Work instructions:
1. Reproduce the stretch of the Bineswar Brahma Engineering College article from "Bineswar Brahma Engineering College is a" through "village which is 5 km from Kokrajhar town.".
2. Do these statements agree with the Bineswar Brahma Engineering College article? For each, answer yes or no and quote the deciding words. (a) The Assam Government established the college in 2008. (b) The college stands within Kokrajhar town. (c) The college offers 3-year Bachelor of Engineering courses.

Bineswar Brahma Engineering College
- Type: Public
- Established: 2008 (18 years ago)
- Affiliations: Assam Science and Technology University
- Principal: Dr. Kamal Kr. Brahma
- Location: Kokrajhar, Kokrajhar district, BTAD, Assam
- Campus: Sub urban;
- Approvals: AICTE
- Website: www.bbec.ac.in

= Bineswar Brahma Engineering College =

Government college in Kokrajhar, Assam, India

Bineswar Brahma Engineering College is a government college, established in 2008 by the Assam Government at Kokrajhar district, Assam. In 2006 Assam Government announced that an engineering college would be set up at Kokrajhar. The college is situated in a village called Chandrapara, which is 5 km from Kokrajhar town. The engineering college is named after the prominent leader of Bodo community and former president of Bodo Sahitya Sabha Bineswar Brahma.

==Location==
Bineswar Brahma Engineering College is situated at Chandrapara, a village which is 5 km from Kokrajhar town.
==Academics==
The college offers 4-year Bachelor of Engineering courses.

Collected material:
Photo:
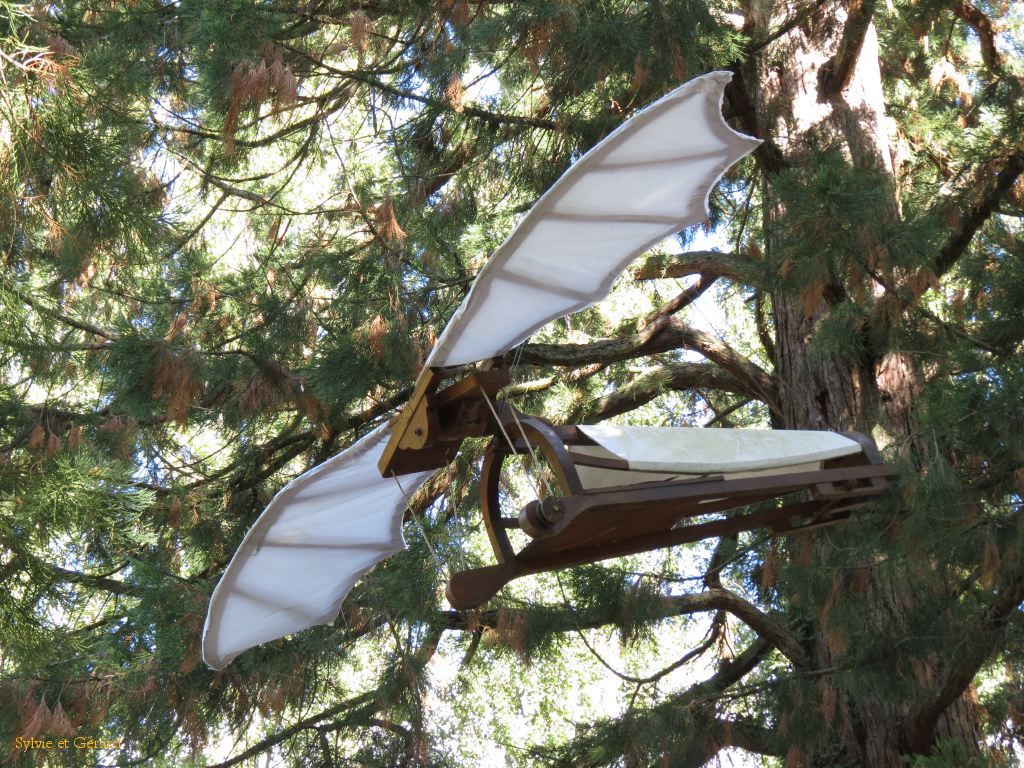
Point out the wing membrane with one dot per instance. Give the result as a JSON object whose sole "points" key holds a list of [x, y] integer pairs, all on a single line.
{"points": [[645, 181], [317, 536]]}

Written responses:
1.
Bineswar Brahma Engineering College is a government college, established in 2008 by the Assam Government at Kokrajhar district, Assam. In 2006 Assam Government announced that an engineering college would be set up at Kokrajhar. The college is situated in a village called Chandrapara, which is 5 km from Kokrajhar town. The engineering college is named after the prominent leader of Bodo community and former president of Bodo Sahitya Sabha Bineswar Brahma.

==Location==
Bineswar Brahma Engineering College is situated at Chandrapara, a village which is 5 km from Kokrajhar town.

2.
(a) Yes: "established in 2008 by the Assam Government at Kokrajhar district, Assam"
(b) No: "situated in a village called Chandrapara, which is 5 km from Kokrajhar town"
(c) No: "The college offers 4-year Bachelor of Engineering courses."